§ **Written instruction 1**: According to the signature database guide, why is the signature database left out of the Python package?
§ **Written instruction 2**: List every media library the signature database guide names among the components migrated from the BSA project.

§ **Given passage**:

· · · · ·

This document describes how to create, update, and manage signature databases for the Semantic Copycat BinarySniffer.
The BinarySniffer uses a SQLite-based signature database that contains:
- Components: OSS libraries/frameworks with metadata (name, version, publisher, license)
- Signatures: String patterns, function names, and identifiers extracted from each component
- Indexes: Optimized trigram and hash indexes for fast matching
The signature database is NOT included in the Python package to avoid version conflicts. Instead, it's created locally:
- Default Location:
data/signatures.db(relative to current working directory) - User Data Directory:
~/.binarysniffer/signatures.db(when using standard config) - CLI Override:
--data-dir /custom/pathto specify custom location - Library Override:
BinarySniffer(db_path="custom/path.db")
When you install or upgrade the package:
- ✅ No Database Conflicts: The
.dbfiles are NOT included in wheel/tarball - ✅ Clean Upgrades: Your existing signature database is preserved
- ✅ No Overwrites: Package upgrades never replace your signature data
- ✅ User Control: You manage signature updates separately from code updates
- First Run: Database is created empty, needs signature migration or download
- Upgrades: Code updates don't affect signature database
- Signature Updates: Managed separately via CLI commands or manual migration
The project includes a pre-built signature database with 90+ OSS components migrated from the BSA (Binary Signature Analysis) project, including:
- Mobile SDKs: Facebook Android SDK, Google Firebase, Google Ads
- Java Libraries: Jackson, Apache Commons, Google Guava, Netty
- Media Libraries: FFmpeg, x264, x265, Vorbis, Opus
- Crypto Libraries: Bouncy Castle, mbedTLS, OpenSSL variants
- Development Tools: Lombok, Dagger, RxJava, OkHttp
- Android/Mobile: 15+ SDKs and frameworks
- Java/JVM: 25+ libraries and frameworks
- Native/C++: 20+ media, crypto, and system libraries
- Go Libraries: 10+ standard and third-party packages
- JavaScript/Node: 5+ popular packages
The easiest way to create signatures is using the built-in signatures create command, which automatically extracts unique patterns from binaries or source code:
# Generate signatures from a binary file
binarysniffer signatures create /usr/bin/ffmpeg --name FFmpeg
# Generate from source code directory
binarysniffer signatures create /path/to/source --name MyLibrary --type source
# With full metadata for better documentation
binarysniffer signatures create /path/to/binary.so \
--name "Component Name" \
--version 2.0.0 \
--license Apache-2.0 \
--publisher "Company Name" \
--description "Brief component description" \
--output signatures/component-name.json
# Specify extraction parameters
binarysniffer signatures create /path/to/library \
--name "LibraryName" \
--min-signatures 10 # Require at least 10 patterns
--recursive # For directories, analyze recursivelyThe generator will:
- Extract strings, symbols, and identifiers from the target
- Filter out generic patterns that could cause false positives
- Remove duplicates automatically (all signatures are unique)

· · · · ·

Records from a point labeling set:
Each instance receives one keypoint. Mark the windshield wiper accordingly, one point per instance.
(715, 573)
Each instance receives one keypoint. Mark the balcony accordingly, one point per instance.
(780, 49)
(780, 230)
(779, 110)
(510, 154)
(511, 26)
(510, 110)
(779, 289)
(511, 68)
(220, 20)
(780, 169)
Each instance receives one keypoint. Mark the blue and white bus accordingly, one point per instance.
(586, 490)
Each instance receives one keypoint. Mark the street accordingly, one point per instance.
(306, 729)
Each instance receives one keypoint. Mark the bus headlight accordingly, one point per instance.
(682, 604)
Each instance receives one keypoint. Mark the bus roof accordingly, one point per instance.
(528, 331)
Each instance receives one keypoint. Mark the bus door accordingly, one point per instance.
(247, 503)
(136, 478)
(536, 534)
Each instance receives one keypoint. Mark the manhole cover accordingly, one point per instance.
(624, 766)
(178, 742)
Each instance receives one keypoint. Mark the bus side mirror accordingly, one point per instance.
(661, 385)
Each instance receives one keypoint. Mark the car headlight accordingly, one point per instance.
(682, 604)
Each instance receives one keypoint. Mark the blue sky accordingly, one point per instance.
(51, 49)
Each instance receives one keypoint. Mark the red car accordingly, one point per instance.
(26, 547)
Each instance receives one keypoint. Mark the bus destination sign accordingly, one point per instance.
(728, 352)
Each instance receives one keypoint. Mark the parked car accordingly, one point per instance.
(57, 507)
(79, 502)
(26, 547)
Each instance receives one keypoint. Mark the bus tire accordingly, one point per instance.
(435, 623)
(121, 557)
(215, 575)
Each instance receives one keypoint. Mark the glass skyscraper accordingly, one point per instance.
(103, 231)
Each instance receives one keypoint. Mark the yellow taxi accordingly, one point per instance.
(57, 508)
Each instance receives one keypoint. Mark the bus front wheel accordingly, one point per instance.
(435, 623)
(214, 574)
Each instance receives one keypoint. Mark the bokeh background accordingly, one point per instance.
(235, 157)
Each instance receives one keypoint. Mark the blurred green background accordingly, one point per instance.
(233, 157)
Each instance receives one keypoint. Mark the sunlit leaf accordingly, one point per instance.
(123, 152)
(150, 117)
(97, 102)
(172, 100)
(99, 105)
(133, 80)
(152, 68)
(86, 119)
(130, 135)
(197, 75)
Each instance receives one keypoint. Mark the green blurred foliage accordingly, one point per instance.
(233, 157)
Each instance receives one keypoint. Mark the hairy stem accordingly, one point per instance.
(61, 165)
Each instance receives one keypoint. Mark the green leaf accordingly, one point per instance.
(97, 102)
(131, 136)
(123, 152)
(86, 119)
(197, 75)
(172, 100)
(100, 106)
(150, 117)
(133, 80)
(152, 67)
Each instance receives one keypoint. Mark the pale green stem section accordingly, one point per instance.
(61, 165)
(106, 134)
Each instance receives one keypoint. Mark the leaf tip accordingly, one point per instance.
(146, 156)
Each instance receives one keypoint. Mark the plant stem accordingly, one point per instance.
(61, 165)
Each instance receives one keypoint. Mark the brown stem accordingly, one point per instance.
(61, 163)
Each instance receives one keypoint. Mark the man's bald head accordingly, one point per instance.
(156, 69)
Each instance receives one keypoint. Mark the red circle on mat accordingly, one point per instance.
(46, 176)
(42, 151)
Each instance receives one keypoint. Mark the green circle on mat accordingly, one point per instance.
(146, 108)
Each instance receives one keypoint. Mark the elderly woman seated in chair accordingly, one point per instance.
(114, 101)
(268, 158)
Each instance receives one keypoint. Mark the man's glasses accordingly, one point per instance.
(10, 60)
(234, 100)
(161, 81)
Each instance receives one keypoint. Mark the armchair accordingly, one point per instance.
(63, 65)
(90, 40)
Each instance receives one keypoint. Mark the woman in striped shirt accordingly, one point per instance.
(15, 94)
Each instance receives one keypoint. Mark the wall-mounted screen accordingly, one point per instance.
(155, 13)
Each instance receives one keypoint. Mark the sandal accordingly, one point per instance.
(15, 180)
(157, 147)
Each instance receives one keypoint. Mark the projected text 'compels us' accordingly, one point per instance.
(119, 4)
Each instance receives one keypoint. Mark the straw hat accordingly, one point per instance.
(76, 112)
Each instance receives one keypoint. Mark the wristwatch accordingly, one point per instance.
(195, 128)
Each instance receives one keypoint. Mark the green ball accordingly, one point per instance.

· · · · ·

§ **Task result 1**: To avoid version conflicts.

§ **Task result 2**: FFmpeg, x264, x265, Vorbis, Opus